▶ **THE TASK**:
Pick up the credit repair story below after its last sentence, about Mary's student loans, and keep writing it.

▶ **DOCUMENT EXCERPT**:
START

The following illustration is a true example of how one woman, whom we will call Mary, improved her credit rating.  She transformed her credit report profile from that of a deadbeat to a person with perfect credit using the consumer rights provided under the Fair Credit Reporting Act.

Background:  Mary received several offers in the mail for secured credit cards.  She was puzzled by this because she thought she had decent credit. Her only bad payment history were several late payments with a credit card company a few years previously at a time when she was between jobs, but that was the only time she had ever been late paying a creditor.  Mary ordered copies of her three credit reports from the major credit bureaus.  She discovered that each of the agencies did not have the same information about her since her creditors did not subscribe to all three agencies.  TransUnion had hardly any information about her, while Experian had the most complete file.  Mary found mistakes on all three credit reports.  In fact, she was shocked by some of the errors she found.  What follows are the negative entries Mary found and what she did to fix them.

Negative Entry #1: Mary used student loans to finance her college education.  Students are allowed to defer repayment of their loans until after graduation when they become employed.  While in school, Mary had submitted the proper deferment forms and the lender had agreed to the deferred repayment; but for some reason, the lender had reported Mary's student loans as delinquent.   Mary had eight student loans shown as 90 or more days past due on two of her credit reports!

END

▶ **MATERIAL**:

START

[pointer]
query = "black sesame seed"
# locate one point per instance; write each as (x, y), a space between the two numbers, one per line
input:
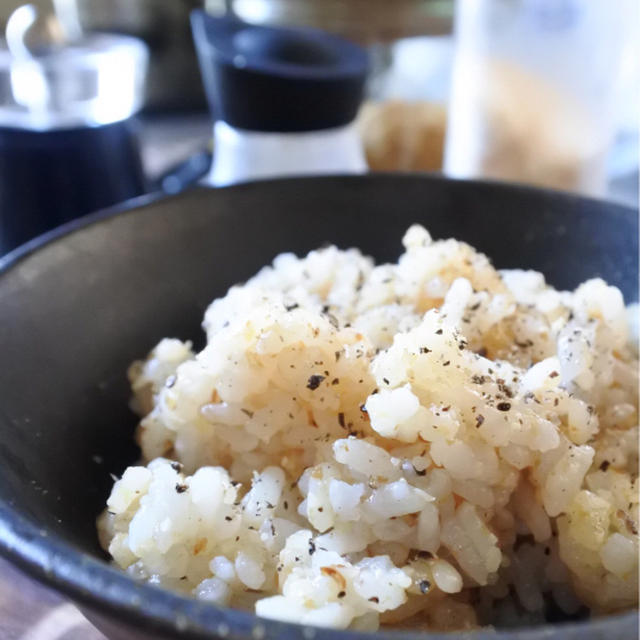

END

▶ **OUTPUT**:
Solution: Mary protested the entries to the credit bureaus using the dispute forms sent to her with her credit reports.  She made copies of the student loan deferment forms that had been signed by the lender and sent them as proof.  She also wrote a nasty letter to the lender and demanded they remove the negative entries since they were untrue. Mary received a reply from the lender stating that they would request the credit bureaus to change the "90 days or more past due" notation to "deferred repayment", which was done in about one month on all eight of the loans, greatly improving Mary's credit rating. 

Explanation: The FCRA requires that false information be removed from a consumer's credit report within a timely manner.  It is important to note that credit bureaus strongly favor lenders and creditors (since they're paying the bills).  Therefore, it is very important that you keep all financial records and cancelled checks for seven years in case you need proof.  If Mary had not kept copies of the signed deferment papers, it would have been her word against the lenders that she was not delinquent.  Perhaps Mary wouldn't have succeeded in having the negative entries removed without proof.  Keep all your cancelled checks, payment stubs, etc. for at least seven years.  Not only does the IRS requires you to keep financial records for seven years in case you're audited, but you need to keep this information to fix errors on your credit report.

Negative entry #2:  Mary found eight open credit card accounts she hadn't used in many years on one or more of the three credit reports she had received:  Sears, Spiegel, Firestone, Lerner's, JC Penney's, Dillard's, and a Visa card she didn't even remember applying for.  This was in addition to the three credit cards she used on a regular basis.  Mary had 11 open credit card accounts with more than $30,000 of available credit.  Since the average American has seven open credit card accounts, she closed four of them, reducing the amount of credit available to her and raising her credit score.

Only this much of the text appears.